**TEXT SHOWN**

________________

USB-Driver I used (but there's WdfCoInstaller.dll missing, which I already had on my PC):
http://dlcdnet.asus.com/pub/ASUS/EeePAD/ME172V/ASUS_Android_USB_drivers_for_Windows_20130415.zip

Maybe this more complete package would work, too (I didn't try that):
http://dlcdnet.asus.com/pub/ASUS/EeePAD/TF101/ASUS_Android_USB_drivers_for_Windows.zip

Method to root is by using motochopper.

You can follow the next steps in general as described in
http://forum.xda-developers.com/showpost.php?p=40129120&postcount=1

One important thing:
motochopper didn't recognize my HD7 at once, so I did the following
(while being connected with PC via USB and motochopper waiting for device):
While USB debugging activated, go to USB settings an connect it as
integrated CD drive. motochopper will automatically recognize it
and continue with rooting process.

And last but not least:
As always, all you do is your own risk and I'm not responsible for any damage.

Good luck

-----------------------------

EDIT 2013-07-06:

Above procedure for rooting works with the new HD7 update, too (but you have to re-root after the update).

________________

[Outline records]
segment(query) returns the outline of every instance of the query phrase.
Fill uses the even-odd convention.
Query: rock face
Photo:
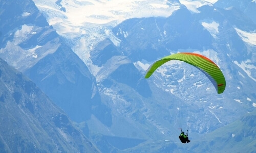
[[[94,76],[33,1],[1,1],[0,5],[0,57],[27,75],[73,120],[84,121],[94,114],[111,124]],[[98,108],[101,114],[95,111]]]
[[[97,149],[36,85],[0,59],[0,152]]]

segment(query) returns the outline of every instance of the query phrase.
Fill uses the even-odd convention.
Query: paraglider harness
[[[181,133],[179,136],[179,138],[180,138],[181,142],[182,142],[183,143],[186,143],[190,142],[190,141],[188,140],[188,137],[187,136],[187,132],[188,131],[188,130],[187,130],[187,133],[186,134],[186,135],[185,135],[185,133],[182,131],[181,128],[180,128],[180,129]]]

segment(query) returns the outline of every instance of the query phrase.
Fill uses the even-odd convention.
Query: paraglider
[[[180,53],[165,57],[148,67],[145,78],[150,78],[159,67],[172,60],[185,62],[200,70],[211,82],[218,94],[225,90],[226,80],[219,67],[209,59],[196,53]]]
[[[181,129],[180,129],[180,131],[181,133],[179,136],[179,138],[180,138],[180,141],[181,141],[181,142],[182,142],[183,143],[186,143],[190,142],[191,141],[188,140],[188,137],[187,134],[187,132],[188,131],[188,130],[187,131],[186,134],[185,134],[185,133],[182,131],[182,130]]]

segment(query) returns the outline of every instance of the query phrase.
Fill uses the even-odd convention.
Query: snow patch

________________

Write the next part of the forum post on rooting the HD7 with motochopper, picking up after its final line. The rows play no part here.

**RESULT**
Build version after the update: ME173X_WW_user_4.2.2.51129_20130619 release-keys

-----------------------------

Description for Linux users:

- use motochopper package from link above

- login as root

- extract package
- open console and change to directory where you extracted the package
- chmod +x adb.linux
- chmod +x run.sh

- Check your HD7 will be recognized:
    -> ./adb.linux status-window 
    -> shows "State: unknown"

    -> connect HD7 (with usb debugging enabled, connecting as MTP device)
    -> above started adb command should show now "State: device"
        -> HD7 recognized - greatful, you're ready 

    -> press Strg-C to abort

- (optional) for more information about your HD7 you can enter: ./adb.linux devices -l
    -> this should show something like: D6OKCXXXXXXX    device usb:1-3 product:WW_memo model:ME173X device:ME173X

- ./run.sh
    -> follow instructions on screen

- you're done 

-----------------------------

EDIT 2013-07-16:

Above procedure for rooting works with new HD7 update (but you have to re-root after the update).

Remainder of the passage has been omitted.